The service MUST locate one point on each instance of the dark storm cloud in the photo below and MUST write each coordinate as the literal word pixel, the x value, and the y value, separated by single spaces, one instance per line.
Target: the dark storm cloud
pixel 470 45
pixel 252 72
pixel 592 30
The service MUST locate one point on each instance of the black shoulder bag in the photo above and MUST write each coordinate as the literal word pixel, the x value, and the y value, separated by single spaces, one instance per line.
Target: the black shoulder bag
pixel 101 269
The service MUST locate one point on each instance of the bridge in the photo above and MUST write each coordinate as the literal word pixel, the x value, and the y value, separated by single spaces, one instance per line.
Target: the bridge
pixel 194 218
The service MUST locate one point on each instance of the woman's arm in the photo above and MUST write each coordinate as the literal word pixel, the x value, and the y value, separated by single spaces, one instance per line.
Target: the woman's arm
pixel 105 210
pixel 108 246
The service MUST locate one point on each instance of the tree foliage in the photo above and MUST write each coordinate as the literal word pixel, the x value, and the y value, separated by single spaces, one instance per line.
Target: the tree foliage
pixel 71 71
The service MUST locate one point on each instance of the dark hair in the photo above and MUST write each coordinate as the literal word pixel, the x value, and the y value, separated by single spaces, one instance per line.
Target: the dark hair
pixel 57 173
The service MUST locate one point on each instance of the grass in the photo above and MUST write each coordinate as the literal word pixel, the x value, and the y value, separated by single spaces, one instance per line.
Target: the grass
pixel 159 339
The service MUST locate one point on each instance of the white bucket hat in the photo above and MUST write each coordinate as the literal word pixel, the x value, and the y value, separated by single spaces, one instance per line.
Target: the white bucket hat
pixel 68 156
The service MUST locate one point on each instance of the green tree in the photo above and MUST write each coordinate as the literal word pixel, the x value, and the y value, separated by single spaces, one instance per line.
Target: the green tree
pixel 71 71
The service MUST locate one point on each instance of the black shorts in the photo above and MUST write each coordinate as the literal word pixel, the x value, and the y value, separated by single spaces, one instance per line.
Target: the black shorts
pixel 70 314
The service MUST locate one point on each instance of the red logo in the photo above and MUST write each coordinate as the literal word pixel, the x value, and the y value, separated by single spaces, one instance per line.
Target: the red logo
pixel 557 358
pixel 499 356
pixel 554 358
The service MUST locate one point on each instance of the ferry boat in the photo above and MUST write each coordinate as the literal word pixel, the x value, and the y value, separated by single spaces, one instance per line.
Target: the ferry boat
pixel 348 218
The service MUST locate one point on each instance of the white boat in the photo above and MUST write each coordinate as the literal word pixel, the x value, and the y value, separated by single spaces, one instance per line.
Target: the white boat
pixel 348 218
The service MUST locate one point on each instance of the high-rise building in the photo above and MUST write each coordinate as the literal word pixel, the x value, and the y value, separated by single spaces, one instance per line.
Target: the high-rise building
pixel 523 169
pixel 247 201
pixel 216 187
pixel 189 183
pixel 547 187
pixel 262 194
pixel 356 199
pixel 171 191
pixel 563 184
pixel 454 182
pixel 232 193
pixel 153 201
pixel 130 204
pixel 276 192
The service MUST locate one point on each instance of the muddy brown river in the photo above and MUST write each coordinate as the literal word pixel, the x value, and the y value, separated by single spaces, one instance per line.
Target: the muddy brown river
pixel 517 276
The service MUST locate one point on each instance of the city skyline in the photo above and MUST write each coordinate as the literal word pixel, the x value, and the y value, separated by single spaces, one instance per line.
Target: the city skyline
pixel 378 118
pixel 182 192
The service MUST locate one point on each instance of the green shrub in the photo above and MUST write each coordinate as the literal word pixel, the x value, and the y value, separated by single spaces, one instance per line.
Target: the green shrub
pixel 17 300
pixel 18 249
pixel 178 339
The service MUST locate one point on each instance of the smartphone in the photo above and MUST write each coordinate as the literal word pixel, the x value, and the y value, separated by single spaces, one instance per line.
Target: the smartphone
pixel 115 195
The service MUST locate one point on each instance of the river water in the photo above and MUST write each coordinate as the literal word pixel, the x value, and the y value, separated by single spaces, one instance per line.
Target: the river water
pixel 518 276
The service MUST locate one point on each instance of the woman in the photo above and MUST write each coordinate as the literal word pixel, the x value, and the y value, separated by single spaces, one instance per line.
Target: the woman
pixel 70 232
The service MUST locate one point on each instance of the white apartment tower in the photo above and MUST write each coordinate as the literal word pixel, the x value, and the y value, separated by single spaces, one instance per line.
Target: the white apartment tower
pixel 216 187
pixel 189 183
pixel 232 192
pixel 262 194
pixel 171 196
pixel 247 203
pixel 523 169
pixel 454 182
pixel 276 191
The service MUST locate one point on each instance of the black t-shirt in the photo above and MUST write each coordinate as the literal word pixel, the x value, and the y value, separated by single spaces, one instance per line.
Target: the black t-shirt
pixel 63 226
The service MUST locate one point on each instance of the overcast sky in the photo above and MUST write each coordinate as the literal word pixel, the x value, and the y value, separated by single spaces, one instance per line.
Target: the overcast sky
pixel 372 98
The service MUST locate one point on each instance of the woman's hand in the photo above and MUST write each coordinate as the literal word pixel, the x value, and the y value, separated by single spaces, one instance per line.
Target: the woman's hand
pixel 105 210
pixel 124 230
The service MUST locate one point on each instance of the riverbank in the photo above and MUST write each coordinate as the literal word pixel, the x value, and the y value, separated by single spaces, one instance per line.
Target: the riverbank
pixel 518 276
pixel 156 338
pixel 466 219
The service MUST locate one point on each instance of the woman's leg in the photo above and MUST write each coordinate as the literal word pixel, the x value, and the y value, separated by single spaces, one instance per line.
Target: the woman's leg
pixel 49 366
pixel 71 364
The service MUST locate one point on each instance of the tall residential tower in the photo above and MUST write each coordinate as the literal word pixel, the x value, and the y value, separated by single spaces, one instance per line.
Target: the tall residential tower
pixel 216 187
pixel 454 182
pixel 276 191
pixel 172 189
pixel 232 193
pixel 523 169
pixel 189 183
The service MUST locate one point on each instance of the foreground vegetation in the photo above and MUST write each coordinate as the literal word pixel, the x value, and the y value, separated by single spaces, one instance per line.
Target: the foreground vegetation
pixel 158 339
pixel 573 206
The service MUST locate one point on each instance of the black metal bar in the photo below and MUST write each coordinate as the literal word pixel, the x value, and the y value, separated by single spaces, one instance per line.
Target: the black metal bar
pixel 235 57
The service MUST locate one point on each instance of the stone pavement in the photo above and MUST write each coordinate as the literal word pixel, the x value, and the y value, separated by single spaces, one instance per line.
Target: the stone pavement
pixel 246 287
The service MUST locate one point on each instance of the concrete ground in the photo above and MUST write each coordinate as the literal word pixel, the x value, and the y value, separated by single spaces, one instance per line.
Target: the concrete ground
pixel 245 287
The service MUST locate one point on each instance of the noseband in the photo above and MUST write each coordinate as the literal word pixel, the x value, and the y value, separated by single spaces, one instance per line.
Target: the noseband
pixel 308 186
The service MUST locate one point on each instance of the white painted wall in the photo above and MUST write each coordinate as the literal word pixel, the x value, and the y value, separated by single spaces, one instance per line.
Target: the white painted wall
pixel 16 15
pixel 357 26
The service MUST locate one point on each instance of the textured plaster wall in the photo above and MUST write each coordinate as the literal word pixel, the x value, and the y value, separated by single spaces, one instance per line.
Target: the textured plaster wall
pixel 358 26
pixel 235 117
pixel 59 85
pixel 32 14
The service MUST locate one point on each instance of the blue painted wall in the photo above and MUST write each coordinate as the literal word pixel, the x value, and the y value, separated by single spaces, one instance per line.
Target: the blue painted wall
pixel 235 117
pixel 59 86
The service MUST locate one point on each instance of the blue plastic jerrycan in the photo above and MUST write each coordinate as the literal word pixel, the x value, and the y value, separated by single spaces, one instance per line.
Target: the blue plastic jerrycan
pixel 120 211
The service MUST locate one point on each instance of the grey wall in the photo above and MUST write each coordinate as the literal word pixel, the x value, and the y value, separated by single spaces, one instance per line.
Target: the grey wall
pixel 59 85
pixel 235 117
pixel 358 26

##########

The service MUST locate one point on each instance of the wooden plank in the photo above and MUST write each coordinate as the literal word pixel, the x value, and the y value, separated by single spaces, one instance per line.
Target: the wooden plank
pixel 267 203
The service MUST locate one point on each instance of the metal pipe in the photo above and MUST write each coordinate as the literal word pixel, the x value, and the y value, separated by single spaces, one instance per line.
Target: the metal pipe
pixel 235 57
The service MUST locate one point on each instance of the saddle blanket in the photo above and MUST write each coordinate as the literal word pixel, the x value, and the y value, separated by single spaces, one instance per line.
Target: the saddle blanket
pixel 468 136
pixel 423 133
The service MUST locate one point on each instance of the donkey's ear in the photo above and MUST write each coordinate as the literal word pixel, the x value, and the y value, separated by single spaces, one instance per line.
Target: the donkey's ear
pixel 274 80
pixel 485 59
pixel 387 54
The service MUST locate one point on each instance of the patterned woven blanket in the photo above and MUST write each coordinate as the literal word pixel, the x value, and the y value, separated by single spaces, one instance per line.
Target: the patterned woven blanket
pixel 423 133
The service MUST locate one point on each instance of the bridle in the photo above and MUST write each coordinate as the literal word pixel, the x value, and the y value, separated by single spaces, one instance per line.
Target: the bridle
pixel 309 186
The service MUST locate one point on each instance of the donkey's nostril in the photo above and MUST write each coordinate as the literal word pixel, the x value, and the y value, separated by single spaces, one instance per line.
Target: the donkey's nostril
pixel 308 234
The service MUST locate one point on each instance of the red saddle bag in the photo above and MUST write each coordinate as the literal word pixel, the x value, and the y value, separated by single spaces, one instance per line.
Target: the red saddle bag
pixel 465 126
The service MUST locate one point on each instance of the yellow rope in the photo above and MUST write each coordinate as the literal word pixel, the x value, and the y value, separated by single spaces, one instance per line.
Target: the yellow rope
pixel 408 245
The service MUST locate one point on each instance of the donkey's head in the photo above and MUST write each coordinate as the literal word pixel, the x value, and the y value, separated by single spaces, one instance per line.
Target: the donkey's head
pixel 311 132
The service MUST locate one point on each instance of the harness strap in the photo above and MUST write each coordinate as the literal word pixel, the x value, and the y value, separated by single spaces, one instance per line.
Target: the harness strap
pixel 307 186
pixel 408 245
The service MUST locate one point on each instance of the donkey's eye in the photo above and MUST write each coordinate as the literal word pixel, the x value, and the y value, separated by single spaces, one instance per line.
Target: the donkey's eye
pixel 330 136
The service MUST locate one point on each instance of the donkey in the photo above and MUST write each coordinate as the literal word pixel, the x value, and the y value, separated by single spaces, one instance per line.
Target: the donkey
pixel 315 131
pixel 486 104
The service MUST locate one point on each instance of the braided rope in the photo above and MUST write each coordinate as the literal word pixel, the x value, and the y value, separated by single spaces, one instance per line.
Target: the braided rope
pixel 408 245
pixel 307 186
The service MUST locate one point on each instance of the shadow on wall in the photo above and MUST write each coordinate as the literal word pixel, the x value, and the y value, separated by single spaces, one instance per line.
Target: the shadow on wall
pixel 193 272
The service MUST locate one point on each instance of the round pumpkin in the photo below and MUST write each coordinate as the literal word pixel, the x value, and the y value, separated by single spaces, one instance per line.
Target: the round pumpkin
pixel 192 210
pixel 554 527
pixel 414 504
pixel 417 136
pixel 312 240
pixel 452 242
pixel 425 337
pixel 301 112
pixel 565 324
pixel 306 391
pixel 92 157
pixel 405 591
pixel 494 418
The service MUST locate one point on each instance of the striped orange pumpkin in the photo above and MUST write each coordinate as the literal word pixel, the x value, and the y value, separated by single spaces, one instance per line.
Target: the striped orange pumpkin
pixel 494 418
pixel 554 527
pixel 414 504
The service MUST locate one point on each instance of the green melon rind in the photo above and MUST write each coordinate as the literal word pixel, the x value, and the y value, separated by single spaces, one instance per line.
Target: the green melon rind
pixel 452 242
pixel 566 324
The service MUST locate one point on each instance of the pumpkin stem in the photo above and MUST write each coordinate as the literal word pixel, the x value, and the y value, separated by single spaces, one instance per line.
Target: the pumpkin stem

##########

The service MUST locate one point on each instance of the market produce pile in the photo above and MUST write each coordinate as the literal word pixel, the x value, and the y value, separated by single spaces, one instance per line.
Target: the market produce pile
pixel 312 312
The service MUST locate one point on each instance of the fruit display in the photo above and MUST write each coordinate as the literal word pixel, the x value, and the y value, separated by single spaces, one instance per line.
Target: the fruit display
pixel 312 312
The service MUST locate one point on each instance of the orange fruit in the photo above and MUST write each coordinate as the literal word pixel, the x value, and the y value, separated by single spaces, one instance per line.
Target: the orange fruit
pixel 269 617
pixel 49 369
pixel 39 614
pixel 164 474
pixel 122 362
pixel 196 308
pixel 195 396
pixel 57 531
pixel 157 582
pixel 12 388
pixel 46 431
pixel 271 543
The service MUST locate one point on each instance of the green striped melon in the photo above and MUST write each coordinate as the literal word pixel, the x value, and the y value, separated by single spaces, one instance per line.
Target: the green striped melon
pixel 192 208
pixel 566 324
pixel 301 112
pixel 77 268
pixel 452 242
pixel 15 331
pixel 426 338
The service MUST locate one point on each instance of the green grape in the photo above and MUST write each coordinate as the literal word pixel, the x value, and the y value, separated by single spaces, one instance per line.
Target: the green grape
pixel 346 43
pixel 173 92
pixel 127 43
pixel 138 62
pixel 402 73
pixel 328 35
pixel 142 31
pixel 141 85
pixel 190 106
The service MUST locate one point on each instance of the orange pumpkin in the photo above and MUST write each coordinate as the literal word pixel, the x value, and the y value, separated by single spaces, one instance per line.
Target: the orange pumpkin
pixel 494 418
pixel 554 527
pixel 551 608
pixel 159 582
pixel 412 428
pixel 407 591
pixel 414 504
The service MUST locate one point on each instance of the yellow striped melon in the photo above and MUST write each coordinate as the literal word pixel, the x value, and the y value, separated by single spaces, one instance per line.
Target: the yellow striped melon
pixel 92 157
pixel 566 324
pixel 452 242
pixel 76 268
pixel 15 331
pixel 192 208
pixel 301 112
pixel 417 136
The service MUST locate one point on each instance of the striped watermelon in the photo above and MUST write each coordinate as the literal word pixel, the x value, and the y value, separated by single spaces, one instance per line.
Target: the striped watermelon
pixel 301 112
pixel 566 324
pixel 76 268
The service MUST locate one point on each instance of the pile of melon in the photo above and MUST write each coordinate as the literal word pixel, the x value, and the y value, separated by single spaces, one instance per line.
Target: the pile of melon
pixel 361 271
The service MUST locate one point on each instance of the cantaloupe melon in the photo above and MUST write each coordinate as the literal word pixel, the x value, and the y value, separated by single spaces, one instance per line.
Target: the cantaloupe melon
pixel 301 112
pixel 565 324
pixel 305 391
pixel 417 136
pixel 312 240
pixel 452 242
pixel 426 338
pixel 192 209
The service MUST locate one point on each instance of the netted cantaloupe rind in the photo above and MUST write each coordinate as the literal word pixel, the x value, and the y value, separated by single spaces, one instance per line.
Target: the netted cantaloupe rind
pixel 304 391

##########

→ **GIVEN INSTRUCTION**
Return the lines from the one with "of the grass" up to and including the one with "pixel 70 314", copying each exactly.

→ **RESPONSE TO THE TASK**
The service MUST locate one point on each instance of the grass in the photo above and MUST write each coordinate as the literal word pixel, the x value, and the y value, separated by single spaces, one instance per line.
Target: the grass
pixel 159 339
The service MUST locate one point on each instance of the white bucket hat in the photo above and MUST write each coordinate as the literal word pixel, the x value, and the y value, separated by single spaces, one instance per line.
Target: the white bucket hat
pixel 68 156
The service MUST locate one point on each instance of the green tree in the photo above and MUST write each coordinate as the literal word pixel, the x value, and the y value, separated by single spaces, one instance per line.
Target: the green tree
pixel 71 71
The service MUST locate one point on each instance of the black shorts in the photo above and MUST write each coordinate as the literal word pixel, the x value, and the y value, separated by single spaces, one instance per line.
Target: the black shorts
pixel 70 314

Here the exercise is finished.